==== INFORMATION SHOWN
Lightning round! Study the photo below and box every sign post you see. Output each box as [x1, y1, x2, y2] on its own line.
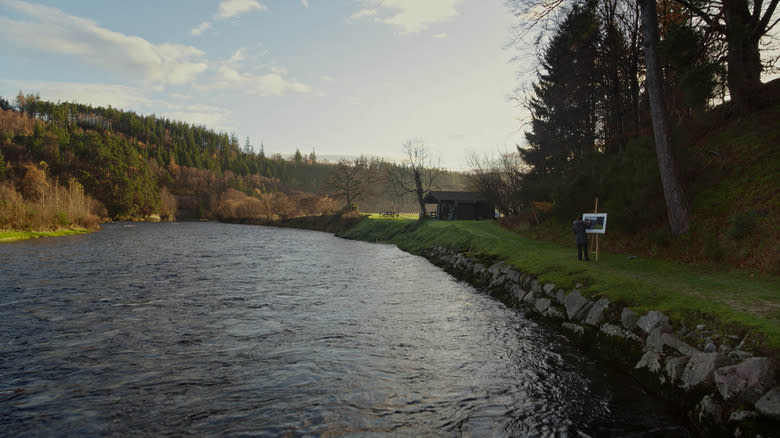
[582, 198, 607, 261]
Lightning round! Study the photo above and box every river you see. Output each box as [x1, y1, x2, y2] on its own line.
[0, 223, 688, 438]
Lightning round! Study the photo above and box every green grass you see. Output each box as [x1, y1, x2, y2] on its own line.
[346, 217, 780, 352]
[0, 228, 90, 243]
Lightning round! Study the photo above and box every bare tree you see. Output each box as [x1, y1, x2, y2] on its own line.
[388, 139, 441, 219]
[675, 0, 780, 109]
[638, 0, 691, 236]
[469, 152, 528, 215]
[328, 157, 374, 209]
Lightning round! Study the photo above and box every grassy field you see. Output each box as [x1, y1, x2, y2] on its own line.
[346, 216, 780, 356]
[0, 228, 90, 243]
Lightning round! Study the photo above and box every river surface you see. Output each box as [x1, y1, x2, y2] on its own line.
[0, 223, 688, 438]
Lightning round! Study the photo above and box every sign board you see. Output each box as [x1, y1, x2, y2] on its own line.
[582, 213, 607, 234]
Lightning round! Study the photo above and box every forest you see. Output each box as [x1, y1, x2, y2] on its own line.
[472, 0, 780, 272]
[0, 92, 468, 230]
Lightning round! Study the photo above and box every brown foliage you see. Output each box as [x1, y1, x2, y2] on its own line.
[0, 163, 107, 231]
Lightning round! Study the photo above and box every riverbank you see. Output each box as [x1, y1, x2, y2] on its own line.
[342, 218, 780, 436]
[0, 228, 95, 243]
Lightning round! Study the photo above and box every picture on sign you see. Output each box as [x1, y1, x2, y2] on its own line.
[582, 213, 607, 234]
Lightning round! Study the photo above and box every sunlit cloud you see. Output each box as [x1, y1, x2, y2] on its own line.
[217, 0, 268, 18]
[350, 0, 461, 33]
[0, 0, 207, 85]
[210, 65, 312, 96]
[190, 21, 211, 35]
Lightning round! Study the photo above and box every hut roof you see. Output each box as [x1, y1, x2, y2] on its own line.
[424, 191, 487, 204]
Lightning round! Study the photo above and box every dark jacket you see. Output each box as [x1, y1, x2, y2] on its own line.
[572, 219, 590, 245]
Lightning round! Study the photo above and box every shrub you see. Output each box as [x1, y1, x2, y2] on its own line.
[726, 211, 758, 240]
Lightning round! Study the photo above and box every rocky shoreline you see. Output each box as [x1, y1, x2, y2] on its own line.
[422, 246, 780, 437]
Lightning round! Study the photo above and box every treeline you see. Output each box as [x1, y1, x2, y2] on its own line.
[0, 92, 465, 228]
[474, 0, 777, 232]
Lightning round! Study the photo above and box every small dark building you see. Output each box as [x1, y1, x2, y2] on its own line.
[424, 192, 495, 220]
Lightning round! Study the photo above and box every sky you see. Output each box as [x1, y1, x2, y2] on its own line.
[0, 0, 523, 169]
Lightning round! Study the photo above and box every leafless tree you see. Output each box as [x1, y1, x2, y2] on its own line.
[328, 157, 374, 209]
[388, 139, 441, 219]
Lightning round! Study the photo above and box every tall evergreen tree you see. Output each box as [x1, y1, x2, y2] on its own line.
[519, 2, 600, 175]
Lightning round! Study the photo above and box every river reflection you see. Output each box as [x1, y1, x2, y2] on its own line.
[0, 223, 688, 437]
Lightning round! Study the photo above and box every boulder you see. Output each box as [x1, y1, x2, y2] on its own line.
[585, 298, 610, 326]
[620, 307, 639, 330]
[755, 386, 780, 420]
[714, 357, 774, 403]
[680, 353, 726, 390]
[534, 298, 552, 314]
[563, 290, 590, 321]
[636, 310, 669, 334]
[509, 285, 525, 302]
[561, 322, 585, 336]
[661, 334, 701, 356]
[634, 351, 662, 374]
[544, 305, 566, 319]
[664, 356, 689, 383]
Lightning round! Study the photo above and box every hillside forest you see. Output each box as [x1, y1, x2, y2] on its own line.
[0, 0, 780, 273]
[0, 92, 468, 230]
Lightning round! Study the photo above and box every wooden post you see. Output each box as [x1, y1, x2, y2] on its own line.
[591, 196, 599, 261]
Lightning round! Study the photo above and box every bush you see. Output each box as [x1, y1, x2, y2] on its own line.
[726, 211, 758, 240]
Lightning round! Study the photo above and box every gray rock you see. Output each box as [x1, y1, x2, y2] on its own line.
[714, 357, 775, 403]
[534, 298, 552, 314]
[729, 350, 753, 360]
[488, 262, 504, 277]
[563, 290, 590, 321]
[585, 298, 610, 326]
[664, 356, 689, 383]
[644, 326, 669, 353]
[694, 395, 723, 424]
[661, 332, 701, 356]
[544, 305, 566, 319]
[620, 307, 639, 330]
[489, 274, 506, 287]
[506, 269, 522, 283]
[755, 386, 780, 420]
[510, 285, 525, 302]
[561, 322, 585, 336]
[729, 411, 758, 423]
[599, 322, 642, 344]
[680, 353, 726, 390]
[634, 351, 662, 374]
[636, 310, 669, 334]
[555, 289, 566, 305]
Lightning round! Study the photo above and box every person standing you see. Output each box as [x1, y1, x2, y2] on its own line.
[573, 219, 590, 262]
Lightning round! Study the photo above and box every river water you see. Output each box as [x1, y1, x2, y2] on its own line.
[0, 223, 688, 437]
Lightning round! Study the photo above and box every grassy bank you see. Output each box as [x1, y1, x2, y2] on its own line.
[0, 228, 91, 243]
[345, 217, 780, 357]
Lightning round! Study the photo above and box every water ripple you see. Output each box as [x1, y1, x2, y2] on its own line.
[0, 223, 687, 437]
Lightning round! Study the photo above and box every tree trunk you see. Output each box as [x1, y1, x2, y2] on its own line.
[414, 169, 425, 220]
[638, 0, 690, 236]
[723, 0, 762, 110]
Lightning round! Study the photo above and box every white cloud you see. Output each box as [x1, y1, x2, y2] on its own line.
[213, 65, 312, 96]
[217, 0, 268, 18]
[190, 21, 211, 35]
[351, 0, 462, 33]
[0, 0, 207, 85]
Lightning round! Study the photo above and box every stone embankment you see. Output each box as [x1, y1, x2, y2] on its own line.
[423, 247, 780, 437]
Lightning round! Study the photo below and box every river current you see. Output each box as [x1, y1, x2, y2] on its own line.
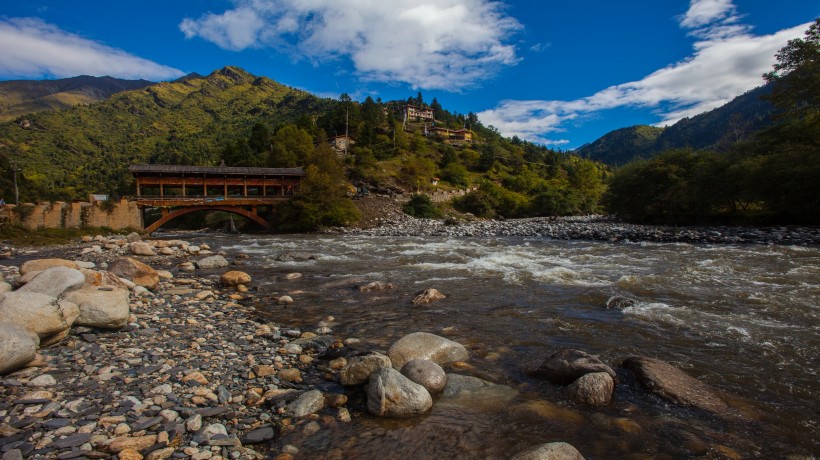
========
AIM: Copy every line of the entries above word for word, leaving out the pictures.

RESPONSE TO THE EXERCISE:
Lightning round! Study the photo below and box every sign post you see. Output each box as [x1, y1, x2, y2] on its own line.
[582, 198, 607, 261]
Lightning round! Study the photo above and box every river you see. Output each box as [x1, y1, x2, y2] on its own line.
[0, 223, 688, 438]
Lightning round! Study the photo above and box every green grass you see. Output each box as [x1, y1, x2, y2] on its own line.
[346, 217, 780, 352]
[0, 228, 90, 243]
Lightning round! Study the photo above and box every bare tree you see. Output each box as [x1, y1, x2, y2] on its own line.
[388, 139, 441, 219]
[675, 0, 780, 109]
[638, 0, 691, 236]
[469, 152, 528, 215]
[328, 157, 374, 209]
Lightning round! Study the photo above and box every grassy field you see. Output each box as [x1, y1, x2, y2] on its own line.
[346, 216, 780, 356]
[0, 228, 90, 243]
Lightning round! Study the photo above and box every river surface you see. Output each box as [x1, y1, x2, y2] on its own line.
[0, 223, 688, 438]
Lightning round! Study the photo above and box every sign board you see. Output each box as [x1, y1, x2, y2] on its own line.
[582, 213, 607, 234]
Lightning round! Study the photo above and box every forest you see. Output each box as [x1, y1, x2, y2] on its own line.
[472, 0, 780, 272]
[0, 92, 468, 230]
Lightning round! Study the photo above and box every brown foliage you see. Output each box as [x1, y1, x2, y2] on its own line.
[0, 163, 107, 231]
Lightning round! Study the photo above and box every riverbank you see. Output each box as [x1, y1, x2, y2] on its own line.
[342, 218, 780, 436]
[0, 228, 95, 243]
Lightning round! Study the photo above and box every picture on sign you see. Output each box as [x1, y1, x2, y2] on its own line.
[582, 213, 607, 234]
Lightning round! Study the photo above and box every sunlit cloud you see. Output each box as [x1, y1, x2, y2] on its own line.
[217, 0, 268, 18]
[350, 0, 461, 33]
[0, 0, 207, 85]
[210, 65, 312, 96]
[190, 21, 211, 35]
Lightning round! Study the photo above and box every hut roof you see. Output each box as [x1, y1, x2, y2] on its own line.
[424, 191, 487, 204]
Lightning round! Study the photo above and box every dark jacket you see. Output each box as [x1, y1, x2, y2] on its own line.
[572, 219, 590, 245]
Lightning round! Study the photo above and box every shrub you see. Output each box as [x1, y1, x2, y2] on its own line.
[726, 211, 758, 240]
Lightning round! Study the photo above and box every rocky shoreline you see. Output each box as [x1, y1, x2, y2] on its own line.
[422, 246, 780, 437]
Lightning round! Study the photo above and box every treeline you see. Output each box as [x1, y1, x2, y2] on its own line.
[0, 92, 465, 228]
[474, 0, 777, 232]
Lightning round! Study the photo above and box every small dark building you see. Output each box as [x1, y1, x2, y2] on its own line.
[424, 192, 495, 220]
Lightning round! Study the photo above and box every sky you see. Output each box as [x1, y1, x2, y2] on its own line.
[0, 0, 523, 169]
Lightning round! Study the photo above and box every leafless tree you see. Output each box as [x1, y1, x2, y2] on its own line.
[328, 157, 374, 209]
[388, 139, 441, 219]
Lightning round! Study the photo above and box every tall evergreen tree you see. Output each box as [x1, y1, x2, y2] on its own line.
[519, 2, 600, 175]
Lightning round! Study the photo above and box every river reflection you see. Output each box as [x1, y1, x2, y2] on its own line.
[0, 223, 688, 437]
Lightning round! Study the photo above and box every boulder you see. Output each box as [x1, y1, x2, y2] on its own line.
[585, 298, 610, 326]
[620, 307, 639, 330]
[755, 386, 780, 420]
[714, 357, 774, 403]
[680, 353, 726, 390]
[534, 298, 552, 314]
[563, 290, 590, 321]
[636, 310, 669, 334]
[509, 285, 525, 302]
[561, 322, 585, 336]
[661, 334, 701, 356]
[634, 351, 662, 374]
[544, 305, 566, 319]
[664, 356, 689, 383]
Lightning round! Study the photo above and box every hillside forest you see. Output each box as [x1, y1, x2, y2] on its own line.
[0, 0, 780, 273]
[0, 92, 468, 230]
Lightning round! Study the photo above and box every wooden post you see. Output each box as [x1, y1, x2, y2] on its own line.
[591, 196, 599, 261]
Lightning round! Study the photo above and box every bush you see. Output each box as [x1, y1, x2, y2] on its own line.
[726, 211, 758, 240]
Lightning round! Study the photo above and box every gray rock you see. Output each box as [x1, y1, x2, y2] on its own line.
[714, 357, 775, 403]
[534, 298, 552, 314]
[729, 350, 753, 360]
[488, 262, 504, 277]
[563, 290, 590, 321]
[585, 298, 610, 326]
[664, 356, 689, 383]
[644, 326, 669, 353]
[694, 395, 723, 424]
[661, 332, 701, 356]
[544, 305, 566, 319]
[620, 307, 639, 330]
[489, 274, 506, 287]
[506, 269, 522, 283]
[755, 386, 780, 420]
[510, 285, 525, 302]
[561, 322, 585, 336]
[729, 411, 758, 423]
[599, 322, 642, 344]
[680, 353, 726, 390]
[634, 351, 662, 374]
[636, 310, 669, 334]
[555, 289, 566, 305]
Lightning round! Study the photo above and box every person standing you see. Output each box as [x1, y1, x2, y2] on its own line.
[573, 219, 590, 262]
Lightning round! Study the photo above and box every river water you see. Output each box as [x1, y1, x2, y2] on its own line.
[0, 223, 688, 437]
Lightning round! Study the photo above and box every grassy bank you see. Output each box as [x1, y1, x2, y2] on its own line.
[0, 228, 91, 243]
[345, 217, 780, 357]
Lightning round! Study the photo above and box every water ripple you see. Output each box as [x1, y1, x2, y2] on its own line.
[0, 223, 687, 437]
Lightning round! Study the photo above and box every tree trunk you see. Output each box as [x1, y1, x2, y2] on its own line.
[414, 169, 425, 220]
[638, 0, 690, 236]
[723, 0, 762, 110]
Lightning round! Study the photo above and box every white cloud you see. Output each box as [x1, y1, x2, y2] on its own line.
[213, 65, 312, 96]
[217, 0, 268, 18]
[190, 21, 211, 35]
[351, 0, 462, 33]
[0, 0, 207, 85]
Lightning round! Study the photo above and box every stone embankment you see. Output each box as [x1, y1, x2, y2] on its own line.
[423, 247, 780, 437]
Lightning round! Study the photo below and box every river current you see. Output each box as [x1, y1, x2, y2] on its own line.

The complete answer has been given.